Reading through a friend’s facebook feed the other day I came across a post regarding the movie The Change Up.  There is a movement among some to boycott the movie because one character refers to another’s twin boy by asking if they are retarded.  When the father responds no, the friend asks, “are you sure, this one looks a bit downsy.”

I’m not going to go into the fact that the humor is on the offensive side of the fence and, in my humble opinion, unimaginative.  Anybody who reads this blog or my wife’s blog regularly knows where we stand on the word “retarded” and its use as either humor or insult.  The same goes for using those with Down’s Syndrome in a similar manner.

What got to me was the response of a particular fellow who snapped back at my friend with the following comments:

Isn’t this taking political correctness to an extreme? What would be acceptable, “what, are they hindered? Are you sure[?] this one looks a little suppressed”. Then after a month we couldnt [sic] use the H word right? cut the shit.

Somebody responded:

wow… cut the shit? tell you what, let’s make YOUR kid ‘retarded’ for a week. after, you can let me know how you feel about the world using him/her as a laughing point, k? better yet- why don’t YOU cut the shit. *disgusted*

To which he said:

First of all, I’ve done more direct volunteer work with “Retarded” children and adults in my lifetime than you could do in three lifetimes. I’ve done so since I was a child with my Mother. so that alone gives me my right to an opinion. I personally worked every Pat’s home game for two seasons at a concession stand at Gillette with every penny going to down syndrome. My point is it’s one thing to say directly a person with down syndrome “what are you retarded?’ that’s ignorant. But to reference the condition as Retarded or “downsey”. Is harmless in my eyes. there is a difference between “Special needs” and Down syndrome or retarded. Retarded is a gentle dictionary term for someone who is hindered from functioning in the same capacity as someone who is not “Retarded. Retarded WAS the kinder and gentler term as opposed to Mongoloid or even as they were scientifically referred to in the 1920 as idiots. I’m just tired of all this cock and bull false sensitivity you tree huggers throw out there to make you feel better about your own pitiful lives and I wonder when enough is enough.

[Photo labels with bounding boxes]

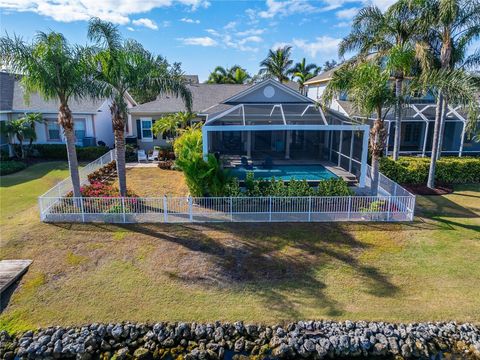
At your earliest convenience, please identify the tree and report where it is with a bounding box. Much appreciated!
[0,31,91,197]
[259,45,293,83]
[413,69,479,189]
[152,111,195,142]
[88,18,192,196]
[207,65,251,84]
[339,0,421,160]
[292,58,321,94]
[420,0,480,160]
[323,61,395,195]
[322,59,338,71]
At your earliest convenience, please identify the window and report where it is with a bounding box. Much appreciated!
[141,119,153,140]
[73,119,86,142]
[47,120,61,141]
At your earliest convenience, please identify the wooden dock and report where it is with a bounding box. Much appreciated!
[0,260,32,294]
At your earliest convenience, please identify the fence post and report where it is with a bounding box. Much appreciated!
[80,196,85,222]
[122,196,127,224]
[163,195,168,222]
[348,195,352,220]
[268,196,272,221]
[308,196,312,222]
[188,196,193,222]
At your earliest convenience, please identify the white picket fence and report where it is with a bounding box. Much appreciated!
[38,150,415,223]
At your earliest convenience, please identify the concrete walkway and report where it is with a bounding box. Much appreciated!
[0,260,32,294]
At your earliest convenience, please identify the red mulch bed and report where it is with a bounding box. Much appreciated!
[403,184,453,195]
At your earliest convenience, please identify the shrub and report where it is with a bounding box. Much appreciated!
[0,160,27,175]
[25,144,110,161]
[380,157,480,185]
[223,172,353,197]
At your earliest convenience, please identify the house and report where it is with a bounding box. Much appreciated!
[202,79,369,188]
[305,67,480,156]
[0,72,136,150]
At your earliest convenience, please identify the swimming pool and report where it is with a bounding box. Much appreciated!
[231,165,337,181]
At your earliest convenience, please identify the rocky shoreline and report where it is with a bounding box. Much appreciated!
[0,320,480,359]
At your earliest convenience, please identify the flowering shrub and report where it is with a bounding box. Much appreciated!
[87,160,117,183]
[67,181,138,198]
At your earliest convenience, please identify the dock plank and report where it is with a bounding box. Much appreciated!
[0,260,32,294]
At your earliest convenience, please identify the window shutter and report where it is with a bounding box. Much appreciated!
[137,119,142,139]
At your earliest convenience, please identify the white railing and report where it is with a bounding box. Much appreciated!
[39,196,415,223]
[38,150,415,223]
[40,149,115,198]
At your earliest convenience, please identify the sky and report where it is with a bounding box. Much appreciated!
[0,0,478,81]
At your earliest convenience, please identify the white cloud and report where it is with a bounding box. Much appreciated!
[256,0,318,19]
[180,18,200,24]
[0,0,210,25]
[178,36,218,46]
[335,7,360,20]
[132,18,158,30]
[292,36,342,57]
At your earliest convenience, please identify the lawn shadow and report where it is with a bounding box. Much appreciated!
[118,223,399,318]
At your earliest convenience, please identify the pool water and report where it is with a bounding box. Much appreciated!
[230,165,337,181]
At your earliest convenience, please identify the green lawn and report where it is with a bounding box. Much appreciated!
[0,163,480,330]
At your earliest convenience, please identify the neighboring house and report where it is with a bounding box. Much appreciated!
[305,67,480,156]
[0,72,136,147]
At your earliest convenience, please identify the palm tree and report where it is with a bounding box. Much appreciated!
[291,58,322,94]
[88,18,192,196]
[422,0,480,162]
[322,62,395,195]
[0,31,91,197]
[259,45,293,82]
[339,0,421,160]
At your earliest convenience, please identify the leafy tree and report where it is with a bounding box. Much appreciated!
[339,0,422,160]
[292,58,321,94]
[322,59,338,71]
[259,45,293,83]
[323,61,395,195]
[0,31,91,197]
[88,18,192,196]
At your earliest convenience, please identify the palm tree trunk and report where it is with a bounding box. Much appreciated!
[427,91,443,189]
[437,97,448,160]
[58,104,82,197]
[387,77,403,161]
[370,116,385,196]
[114,129,127,196]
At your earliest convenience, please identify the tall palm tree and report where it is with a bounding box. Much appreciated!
[339,0,422,160]
[0,31,91,197]
[259,45,293,82]
[291,58,322,94]
[417,0,480,163]
[88,18,192,196]
[322,61,395,195]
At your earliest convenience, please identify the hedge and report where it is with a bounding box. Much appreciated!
[0,160,27,175]
[16,144,110,161]
[380,157,480,185]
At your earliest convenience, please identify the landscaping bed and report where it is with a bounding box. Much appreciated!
[0,321,480,360]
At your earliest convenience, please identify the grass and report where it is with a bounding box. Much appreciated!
[0,163,480,331]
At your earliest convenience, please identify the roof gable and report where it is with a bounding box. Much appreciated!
[223,79,313,105]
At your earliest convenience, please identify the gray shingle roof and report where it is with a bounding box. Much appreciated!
[0,72,105,113]
[130,84,251,114]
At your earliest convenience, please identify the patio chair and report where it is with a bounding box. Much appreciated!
[148,150,160,161]
[137,150,148,162]
[262,156,273,169]
[240,156,253,169]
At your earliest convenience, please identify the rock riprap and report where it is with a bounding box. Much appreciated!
[0,321,480,359]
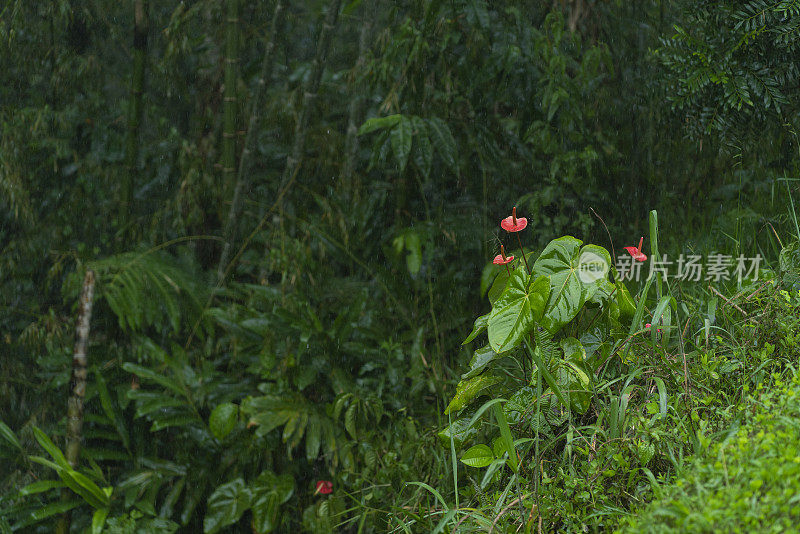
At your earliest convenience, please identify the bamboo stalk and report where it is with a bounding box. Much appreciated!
[120,0,148,234]
[258,0,342,283]
[57,270,94,534]
[340,0,378,198]
[217,0,285,281]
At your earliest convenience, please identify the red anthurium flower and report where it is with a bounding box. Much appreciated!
[492,245,514,265]
[500,206,528,232]
[625,237,647,261]
[314,480,333,495]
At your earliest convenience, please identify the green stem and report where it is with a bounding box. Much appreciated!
[217,0,285,282]
[56,270,94,534]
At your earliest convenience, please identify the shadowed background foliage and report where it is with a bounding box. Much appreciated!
[0,0,800,532]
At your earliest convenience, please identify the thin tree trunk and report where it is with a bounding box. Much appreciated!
[217,0,284,282]
[222,0,239,222]
[57,271,94,534]
[340,0,378,199]
[120,0,148,234]
[281,0,342,189]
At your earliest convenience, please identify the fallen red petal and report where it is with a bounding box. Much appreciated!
[316,480,333,495]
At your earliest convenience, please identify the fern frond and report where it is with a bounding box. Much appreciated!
[88,251,209,332]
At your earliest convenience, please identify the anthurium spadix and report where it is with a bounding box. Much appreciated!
[487,269,550,353]
[533,236,611,334]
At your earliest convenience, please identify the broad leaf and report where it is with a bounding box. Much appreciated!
[427,118,458,172]
[461,345,497,380]
[437,417,478,447]
[461,313,490,345]
[358,115,402,135]
[444,375,502,415]
[203,478,250,534]
[488,269,550,353]
[251,471,294,534]
[533,236,611,334]
[461,445,494,467]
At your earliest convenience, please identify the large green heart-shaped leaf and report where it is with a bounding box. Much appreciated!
[487,269,550,353]
[533,236,611,334]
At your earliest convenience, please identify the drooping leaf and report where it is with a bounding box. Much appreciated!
[411,115,433,179]
[250,471,294,534]
[0,421,22,451]
[203,478,250,534]
[208,402,239,439]
[389,117,414,172]
[533,236,611,334]
[487,269,550,353]
[461,313,491,345]
[358,115,402,135]
[437,417,478,447]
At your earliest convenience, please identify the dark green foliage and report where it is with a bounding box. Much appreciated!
[658,0,800,147]
[621,368,800,532]
[0,0,800,534]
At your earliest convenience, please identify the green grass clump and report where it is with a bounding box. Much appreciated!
[621,373,800,533]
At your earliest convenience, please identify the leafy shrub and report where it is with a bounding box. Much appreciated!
[620,373,800,533]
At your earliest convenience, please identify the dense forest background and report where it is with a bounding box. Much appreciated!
[0,0,800,532]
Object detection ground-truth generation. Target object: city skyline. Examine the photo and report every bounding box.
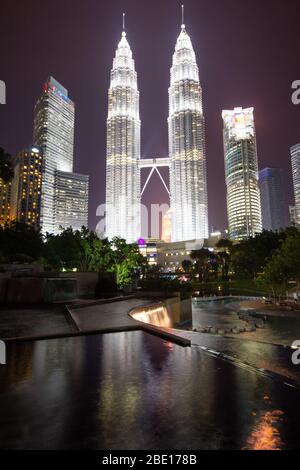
[1,2,299,233]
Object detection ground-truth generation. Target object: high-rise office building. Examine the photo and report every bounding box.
[11,147,43,228]
[106,27,141,242]
[291,143,300,227]
[168,24,208,242]
[55,171,89,230]
[222,108,262,240]
[0,178,12,227]
[34,77,87,233]
[33,77,75,233]
[259,168,286,230]
[289,205,297,227]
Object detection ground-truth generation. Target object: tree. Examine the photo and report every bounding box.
[260,229,300,286]
[181,259,193,274]
[231,230,286,279]
[190,248,211,282]
[216,238,233,281]
[0,147,14,184]
[110,237,147,286]
[0,222,44,263]
[45,227,81,270]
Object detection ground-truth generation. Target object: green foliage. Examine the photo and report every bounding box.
[0,223,147,287]
[231,230,286,279]
[0,222,44,263]
[181,259,193,274]
[260,229,300,285]
[190,248,211,282]
[109,237,147,286]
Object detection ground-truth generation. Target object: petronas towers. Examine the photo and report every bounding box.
[106,31,141,242]
[106,15,208,242]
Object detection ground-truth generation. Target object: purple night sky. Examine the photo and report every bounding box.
[0,0,300,234]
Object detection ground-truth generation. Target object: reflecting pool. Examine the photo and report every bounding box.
[0,331,300,449]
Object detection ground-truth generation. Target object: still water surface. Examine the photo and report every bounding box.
[0,331,300,449]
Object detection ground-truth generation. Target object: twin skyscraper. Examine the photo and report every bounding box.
[106,17,208,242]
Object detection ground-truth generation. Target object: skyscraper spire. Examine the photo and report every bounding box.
[106,20,141,242]
[168,19,208,241]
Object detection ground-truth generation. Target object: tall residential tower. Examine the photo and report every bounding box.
[33,77,88,233]
[105,27,141,242]
[168,24,208,242]
[291,144,300,227]
[259,168,287,230]
[222,108,262,240]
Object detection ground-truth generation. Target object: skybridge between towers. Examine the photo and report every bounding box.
[138,157,171,196]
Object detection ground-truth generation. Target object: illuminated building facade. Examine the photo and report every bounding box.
[106,31,141,242]
[0,178,12,227]
[34,77,88,233]
[222,108,262,240]
[168,24,208,242]
[11,147,43,228]
[33,77,75,233]
[55,171,89,230]
[259,168,286,230]
[291,144,300,227]
[289,205,297,227]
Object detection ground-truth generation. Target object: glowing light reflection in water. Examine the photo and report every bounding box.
[245,410,284,450]
[131,303,173,328]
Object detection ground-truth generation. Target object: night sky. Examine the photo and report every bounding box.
[0,0,300,235]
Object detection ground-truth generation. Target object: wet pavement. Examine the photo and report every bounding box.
[0,304,76,339]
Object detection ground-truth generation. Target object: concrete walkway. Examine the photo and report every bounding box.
[69,298,155,333]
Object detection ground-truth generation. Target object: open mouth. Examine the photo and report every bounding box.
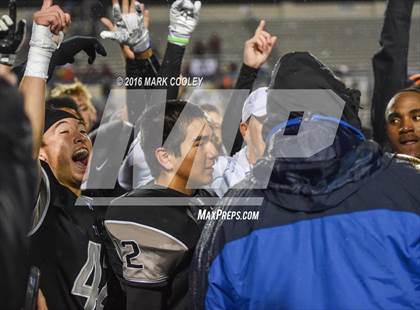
[400,136,419,145]
[71,147,89,169]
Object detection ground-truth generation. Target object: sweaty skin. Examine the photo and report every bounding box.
[385,91,420,158]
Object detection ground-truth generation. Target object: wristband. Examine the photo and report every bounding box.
[25,22,60,79]
[0,53,16,66]
[135,48,153,60]
[168,35,190,46]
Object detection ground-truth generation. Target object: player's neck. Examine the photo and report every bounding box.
[155,173,193,196]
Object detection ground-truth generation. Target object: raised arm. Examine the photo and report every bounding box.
[159,0,201,99]
[371,0,414,145]
[222,20,277,155]
[20,0,70,158]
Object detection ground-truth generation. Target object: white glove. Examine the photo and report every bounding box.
[168,0,201,46]
[101,1,150,53]
[25,22,64,79]
[0,15,13,32]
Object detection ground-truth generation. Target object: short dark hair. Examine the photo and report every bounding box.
[200,103,220,114]
[45,96,79,113]
[138,100,205,178]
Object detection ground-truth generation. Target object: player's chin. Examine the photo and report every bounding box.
[72,164,87,184]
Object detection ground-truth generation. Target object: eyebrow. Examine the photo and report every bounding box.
[55,120,69,128]
[193,135,210,143]
[387,112,401,119]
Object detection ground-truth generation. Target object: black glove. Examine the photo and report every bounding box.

> Task to complete
Translate this sentence from the blog post about the movie The Change Up into Spanish: "The same goes for using those with Down’s Syndrome in a similar manner." None of the lines have any bearing on the blog post.

> Solved exercise
Lo mismo se aplica a utilizar de manera similar a las personas con síndrome de Down.